_Exercise requirements_:
Write out the entries again exactly as they are given.

_Data provided_:
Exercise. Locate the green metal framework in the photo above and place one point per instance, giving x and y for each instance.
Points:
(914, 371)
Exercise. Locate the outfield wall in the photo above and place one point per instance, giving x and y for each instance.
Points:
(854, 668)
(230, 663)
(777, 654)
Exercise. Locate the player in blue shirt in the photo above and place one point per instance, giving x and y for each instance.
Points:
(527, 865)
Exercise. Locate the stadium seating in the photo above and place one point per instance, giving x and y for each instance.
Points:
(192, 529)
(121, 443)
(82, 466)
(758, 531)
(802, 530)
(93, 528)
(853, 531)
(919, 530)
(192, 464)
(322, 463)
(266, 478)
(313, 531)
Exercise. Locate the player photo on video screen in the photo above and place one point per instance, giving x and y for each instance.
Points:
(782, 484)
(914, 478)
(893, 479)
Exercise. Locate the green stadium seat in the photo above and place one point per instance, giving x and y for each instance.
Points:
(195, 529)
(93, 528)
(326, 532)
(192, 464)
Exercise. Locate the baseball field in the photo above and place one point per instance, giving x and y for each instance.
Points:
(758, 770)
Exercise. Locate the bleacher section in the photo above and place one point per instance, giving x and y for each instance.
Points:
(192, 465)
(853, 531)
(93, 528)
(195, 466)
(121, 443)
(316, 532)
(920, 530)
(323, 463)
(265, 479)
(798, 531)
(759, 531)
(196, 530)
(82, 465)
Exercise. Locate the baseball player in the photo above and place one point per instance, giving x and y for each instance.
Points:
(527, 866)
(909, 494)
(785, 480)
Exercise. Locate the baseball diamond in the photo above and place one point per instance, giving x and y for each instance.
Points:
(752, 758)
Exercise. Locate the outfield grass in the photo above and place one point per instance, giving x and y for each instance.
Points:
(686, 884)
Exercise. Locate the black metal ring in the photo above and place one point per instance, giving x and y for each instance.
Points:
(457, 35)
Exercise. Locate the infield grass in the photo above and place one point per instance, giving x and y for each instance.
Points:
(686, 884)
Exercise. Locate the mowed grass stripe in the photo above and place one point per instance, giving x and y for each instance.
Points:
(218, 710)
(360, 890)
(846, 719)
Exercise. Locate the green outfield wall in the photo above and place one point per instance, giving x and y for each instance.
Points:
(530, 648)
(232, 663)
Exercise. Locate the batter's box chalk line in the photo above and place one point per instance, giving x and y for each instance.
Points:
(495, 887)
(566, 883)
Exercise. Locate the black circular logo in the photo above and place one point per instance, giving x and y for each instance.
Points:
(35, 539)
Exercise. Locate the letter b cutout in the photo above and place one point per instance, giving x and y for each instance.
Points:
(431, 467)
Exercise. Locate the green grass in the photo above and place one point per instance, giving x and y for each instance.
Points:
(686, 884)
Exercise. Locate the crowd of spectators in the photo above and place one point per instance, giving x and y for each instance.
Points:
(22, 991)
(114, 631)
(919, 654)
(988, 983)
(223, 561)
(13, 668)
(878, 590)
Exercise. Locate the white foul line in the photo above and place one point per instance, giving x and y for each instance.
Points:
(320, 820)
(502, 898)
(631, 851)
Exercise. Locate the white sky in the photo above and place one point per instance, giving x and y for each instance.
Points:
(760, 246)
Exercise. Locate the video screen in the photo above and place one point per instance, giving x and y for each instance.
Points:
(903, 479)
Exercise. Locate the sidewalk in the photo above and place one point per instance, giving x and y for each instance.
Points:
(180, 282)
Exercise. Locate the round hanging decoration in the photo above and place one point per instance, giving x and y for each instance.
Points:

_Task output_:
Exercise. Locate the green metal framework in the photo above and place one point per instance, giving x and y for each instance.
Points:
(914, 371)
Exercise. Locate the outfield wall in the photo above and place one point per instance, giving x and y for each instance.
Points:
(854, 668)
(230, 663)
(777, 654)
Exercise. Locate the player in blue shirt in the photo above and place one point per instance, giving x and y for each instance.
Points:
(527, 865)
Exercise. Locate the stadium seating in the photo above and place one point per instance, giving x and y for each instance.
Points:
(192, 529)
(121, 443)
(82, 466)
(758, 531)
(802, 530)
(93, 528)
(853, 531)
(919, 530)
(192, 464)
(322, 463)
(266, 478)
(313, 531)
Exercise. Locate the player photo on video screen in the photo above and place one point per instance, giving x and y for each instance.
Points:
(782, 484)
(914, 478)
(893, 479)
Exercise. Locate the green stadium seat in the photo above and place one point per instance, giving x and y for each instance.
Points:
(195, 529)
(93, 528)
(326, 532)
(192, 464)
Exercise. Locate the baseball field in the photo above and place one point per instance, giving x and y for each instance.
Points:
(758, 770)
Exercise. Locate the bleacher section in the photo above and place one point per instance, giving x and y for each instance.
Points:
(192, 465)
(853, 531)
(93, 528)
(195, 466)
(121, 443)
(316, 532)
(920, 530)
(323, 463)
(265, 479)
(798, 531)
(759, 531)
(196, 530)
(82, 465)
Exercise. Locate the baseball player in the photo above and place one point per instance, giving x and y for each instance.
Points:
(527, 866)
(909, 494)
(785, 480)
Exercise. Locate the baseball diamond in the photo above and place one point per instance, giving x and y for each instance.
Points:
(752, 758)
Exercise. Locate the outfield grass in the photo above and place one point per instance, giving x and y for each instance.
Points:
(686, 884)
Exercise. Locate the black metal ring in the photo above and place one point per instance, giving x and y for each instance.
Points:
(457, 35)
Exercise. Locate the infield grass in the photo above and place one point per instance, giving x and y for each instance.
Points:
(686, 884)
Exercise. Locate the mowed grass stripe in the photo above and place one point per instance, giving x and y for each instance.
Points:
(218, 710)
(360, 890)
(846, 719)
Exercise. Locate the green outfield wall in the photo above and place one point per instance, giving x and y for each instance.
Points:
(530, 648)
(232, 663)
Exercise. Locate the batter's box chalk line in the photo above and place one point per instance, giving x and y for each instance.
Points:
(495, 887)
(566, 883)
Exercise. Locate the black circular logo in the photo above and place one point per instance, giving x and y for each instance.
Points:
(35, 539)
Exercise. Locate the letter b cutout in the photo above and place one point per instance, giving x and y for each instance.
Points:
(431, 467)
Exercise. Locate the green grass in the photo above and place one point per instance, giving x and y for each instance.
Points:
(686, 884)
Exercise. Locate the crowd of spectators in the photo above and place one point per instance, giving x and y for each instance.
Points:
(22, 991)
(114, 631)
(919, 654)
(988, 983)
(223, 561)
(13, 668)
(878, 590)
Exercise. Locate the white foul line in the photo above and place one point per instance, giving x and y for each instance.
Points:
(320, 820)
(502, 898)
(631, 851)
Exercise. Locate the white sky in the photo above and place one point per instance, giving x and y for each instance.
Points:
(760, 246)
Exercise. Locate the video screen in the photo above and place one point per instance, giving x and y for each instance.
Points:
(903, 479)
Exercise. Locate the sidewalk in the photo above and place one point per instance, giving x and y for each instance.
Points:
(180, 282)
Exercise. Locate the round hanging decoration in the photo above and place one point per instance, giving x and y for each instance.
Points:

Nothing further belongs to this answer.